> EXERCISE BRIEF
Can you render the material below as a Markdown table with two columns, Row for a running row number and Entry for each line, and leave out the blank lines?

BEGIN ENTRIES PROVIDED

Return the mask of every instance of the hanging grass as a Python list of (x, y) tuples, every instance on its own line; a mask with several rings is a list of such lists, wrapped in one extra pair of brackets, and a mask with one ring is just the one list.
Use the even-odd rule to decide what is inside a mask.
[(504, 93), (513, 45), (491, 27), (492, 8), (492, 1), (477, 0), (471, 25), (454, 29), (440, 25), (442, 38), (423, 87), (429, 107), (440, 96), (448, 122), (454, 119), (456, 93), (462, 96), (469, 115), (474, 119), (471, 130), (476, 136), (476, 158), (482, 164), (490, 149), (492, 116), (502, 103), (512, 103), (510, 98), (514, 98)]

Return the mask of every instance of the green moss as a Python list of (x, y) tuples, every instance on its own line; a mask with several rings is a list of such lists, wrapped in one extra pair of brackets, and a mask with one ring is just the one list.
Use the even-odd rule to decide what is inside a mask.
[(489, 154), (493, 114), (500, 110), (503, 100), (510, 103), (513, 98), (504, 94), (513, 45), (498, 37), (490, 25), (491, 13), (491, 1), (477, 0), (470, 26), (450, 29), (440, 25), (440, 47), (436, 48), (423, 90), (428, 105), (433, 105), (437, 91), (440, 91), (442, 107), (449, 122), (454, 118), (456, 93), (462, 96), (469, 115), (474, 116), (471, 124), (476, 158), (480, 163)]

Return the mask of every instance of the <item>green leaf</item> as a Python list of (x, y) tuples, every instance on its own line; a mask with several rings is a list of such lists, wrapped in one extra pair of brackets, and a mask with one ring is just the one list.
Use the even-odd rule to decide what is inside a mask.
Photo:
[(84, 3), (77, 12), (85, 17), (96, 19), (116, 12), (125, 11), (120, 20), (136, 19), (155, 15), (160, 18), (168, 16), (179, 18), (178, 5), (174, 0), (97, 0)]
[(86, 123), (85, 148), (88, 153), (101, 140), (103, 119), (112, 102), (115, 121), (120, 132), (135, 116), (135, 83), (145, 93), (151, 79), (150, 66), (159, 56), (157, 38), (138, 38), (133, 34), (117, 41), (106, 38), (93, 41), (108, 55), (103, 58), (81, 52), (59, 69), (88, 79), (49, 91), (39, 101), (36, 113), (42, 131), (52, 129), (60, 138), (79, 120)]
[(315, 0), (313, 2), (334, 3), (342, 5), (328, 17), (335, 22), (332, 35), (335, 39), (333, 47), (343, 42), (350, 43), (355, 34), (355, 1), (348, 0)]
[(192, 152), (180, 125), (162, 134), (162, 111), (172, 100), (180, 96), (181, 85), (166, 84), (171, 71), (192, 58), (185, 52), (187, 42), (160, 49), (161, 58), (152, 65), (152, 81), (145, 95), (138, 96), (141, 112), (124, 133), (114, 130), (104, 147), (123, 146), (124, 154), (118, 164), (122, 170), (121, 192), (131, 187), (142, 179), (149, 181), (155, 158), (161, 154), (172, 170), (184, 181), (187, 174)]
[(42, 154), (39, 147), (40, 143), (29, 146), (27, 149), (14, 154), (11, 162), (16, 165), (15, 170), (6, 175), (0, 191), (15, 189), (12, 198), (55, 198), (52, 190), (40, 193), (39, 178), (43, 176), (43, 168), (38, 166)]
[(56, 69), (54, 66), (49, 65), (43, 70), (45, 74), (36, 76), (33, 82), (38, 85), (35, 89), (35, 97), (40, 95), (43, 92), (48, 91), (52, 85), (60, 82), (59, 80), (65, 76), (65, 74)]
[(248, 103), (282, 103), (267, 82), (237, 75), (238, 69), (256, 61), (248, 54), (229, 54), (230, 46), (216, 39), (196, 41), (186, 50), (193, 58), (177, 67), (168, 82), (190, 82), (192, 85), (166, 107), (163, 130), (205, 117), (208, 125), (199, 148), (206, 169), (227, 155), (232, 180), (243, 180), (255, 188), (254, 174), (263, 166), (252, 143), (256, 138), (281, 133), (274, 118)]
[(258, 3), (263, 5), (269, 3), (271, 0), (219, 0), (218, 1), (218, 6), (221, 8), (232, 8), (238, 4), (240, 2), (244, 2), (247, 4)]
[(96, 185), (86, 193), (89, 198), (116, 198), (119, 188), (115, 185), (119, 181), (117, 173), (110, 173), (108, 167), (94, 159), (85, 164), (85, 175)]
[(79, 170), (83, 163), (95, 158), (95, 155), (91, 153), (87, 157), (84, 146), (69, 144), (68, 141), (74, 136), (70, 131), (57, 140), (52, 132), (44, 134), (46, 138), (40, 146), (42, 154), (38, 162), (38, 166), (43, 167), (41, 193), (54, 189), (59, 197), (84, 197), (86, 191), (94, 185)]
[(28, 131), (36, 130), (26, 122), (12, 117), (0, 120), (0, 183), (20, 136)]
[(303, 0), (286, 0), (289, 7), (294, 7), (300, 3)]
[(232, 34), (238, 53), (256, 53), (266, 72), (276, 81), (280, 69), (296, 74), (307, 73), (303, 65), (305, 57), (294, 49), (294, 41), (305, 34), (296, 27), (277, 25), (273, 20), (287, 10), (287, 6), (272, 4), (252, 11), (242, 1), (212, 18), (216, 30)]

END ENTRIES PROVIDED

> COMPLETED TASK
| Row | Entry |
|---|---|
| 1 | Return the mask of every instance of the hanging grass as a Python list of (x, y) tuples, every instance on its own line; a mask with several rings is a list of such lists, wrapped in one extra pair of brackets, and a mask with one ring is just the one list. |
| 2 | Use the even-odd rule to decide what is inside a mask. |
| 3 | [(504, 93), (513, 45), (491, 27), (492, 8), (492, 1), (477, 0), (471, 25), (454, 29), (440, 25), (442, 38), (423, 87), (429, 107), (440, 96), (448, 122), (454, 119), (456, 93), (462, 96), (469, 115), (474, 119), (471, 130), (476, 136), (476, 158), (482, 164), (490, 149), (492, 116), (502, 103), (512, 103), (510, 98), (514, 98)] |
| 4 | Return the mask of every instance of the green moss as a Python list of (x, y) tuples, every instance on its own line; a mask with several rings is a list of such lists, wrapped in one extra pair of brackets, and a mask with one ring is just the one list. |
| 5 | Use the even-odd rule to decide what is inside a mask. |
| 6 | [(489, 154), (493, 114), (500, 110), (503, 100), (510, 103), (513, 98), (504, 94), (513, 45), (498, 37), (490, 25), (491, 13), (491, 1), (477, 0), (470, 26), (450, 29), (440, 25), (440, 47), (436, 48), (423, 90), (428, 105), (433, 105), (437, 91), (440, 91), (442, 107), (449, 122), (454, 118), (456, 93), (462, 96), (469, 115), (474, 116), (471, 124), (476, 158), (480, 163)] |
| 7 | Return the mask of every instance of the <item>green leaf</item> as a Python list of (x, y) tuples, every instance on its own line; a mask with several rings is a list of such lists, wrapped in one extra pair of brackets, and a mask with one ring is just the one list. |
| 8 | Use the even-odd rule to decide what is inside a mask. |
| 9 | Photo: |
| 10 | [(84, 3), (77, 12), (85, 17), (96, 19), (116, 12), (125, 11), (120, 20), (136, 19), (155, 15), (160, 18), (168, 16), (179, 18), (178, 5), (174, 0), (97, 0)] |
| 11 | [(86, 123), (85, 148), (88, 153), (101, 140), (103, 119), (112, 102), (115, 121), (120, 132), (135, 116), (135, 83), (145, 93), (151, 79), (150, 66), (159, 56), (157, 38), (138, 38), (133, 34), (117, 41), (106, 38), (93, 41), (108, 55), (103, 58), (81, 52), (59, 69), (88, 79), (49, 91), (39, 101), (36, 113), (42, 131), (52, 129), (60, 138), (79, 120)] |
| 12 | [(315, 0), (313, 2), (334, 3), (342, 5), (328, 17), (335, 22), (332, 35), (335, 39), (333, 47), (343, 42), (350, 43), (355, 34), (355, 1), (348, 0)] |
| 13 | [(192, 152), (180, 125), (162, 134), (162, 111), (172, 100), (180, 96), (181, 85), (166, 84), (171, 71), (192, 58), (185, 52), (187, 42), (160, 49), (161, 58), (152, 65), (152, 81), (145, 95), (138, 96), (141, 112), (124, 133), (114, 130), (104, 147), (123, 146), (124, 154), (118, 164), (122, 170), (121, 192), (131, 187), (142, 179), (149, 181), (155, 158), (161, 154), (172, 170), (184, 181), (187, 174)] |
| 14 | [(42, 154), (39, 147), (40, 143), (29, 146), (27, 149), (14, 154), (11, 162), (16, 165), (15, 170), (6, 175), (0, 191), (15, 189), (12, 198), (55, 198), (52, 190), (40, 193), (39, 178), (43, 176), (43, 168), (38, 166)] |
| 15 | [(56, 69), (54, 66), (49, 65), (43, 70), (45, 74), (36, 76), (33, 82), (38, 85), (35, 89), (35, 97), (40, 95), (43, 92), (48, 91), (52, 85), (60, 82), (59, 80), (65, 76), (65, 74)] |
| 16 | [(248, 103), (282, 103), (267, 82), (237, 75), (238, 69), (256, 61), (248, 54), (229, 54), (230, 46), (216, 39), (196, 41), (186, 50), (193, 58), (177, 67), (168, 82), (190, 82), (192, 85), (166, 107), (163, 130), (205, 117), (208, 125), (199, 148), (206, 169), (227, 155), (232, 180), (243, 180), (255, 188), (254, 174), (263, 166), (252, 143), (256, 138), (281, 133), (274, 118)] |
| 17 | [(258, 3), (263, 5), (269, 3), (271, 0), (219, 0), (218, 1), (218, 6), (221, 8), (232, 8), (238, 4), (240, 2), (244, 2), (247, 4)] |
| 18 | [(96, 185), (86, 193), (89, 198), (116, 198), (119, 188), (115, 185), (119, 181), (117, 173), (110, 173), (108, 167), (94, 159), (85, 164), (85, 175)] |
| 19 | [(79, 170), (83, 163), (95, 158), (95, 155), (91, 153), (87, 157), (84, 146), (69, 144), (68, 141), (74, 136), (70, 131), (57, 140), (52, 132), (44, 134), (46, 138), (40, 146), (42, 154), (38, 162), (38, 166), (43, 167), (41, 193), (54, 189), (59, 197), (84, 197), (86, 191), (94, 185)] |
| 20 | [(28, 131), (36, 130), (26, 122), (12, 117), (0, 120), (0, 183), (20, 136)] |
| 21 | [(303, 0), (286, 0), (289, 7), (294, 7), (300, 3)] |
| 22 | [(232, 34), (238, 53), (256, 53), (266, 72), (276, 81), (280, 69), (296, 74), (307, 73), (303, 65), (305, 57), (294, 49), (294, 41), (305, 34), (296, 27), (277, 25), (273, 20), (287, 10), (287, 6), (272, 4), (252, 11), (242, 1), (212, 18), (216, 30)] |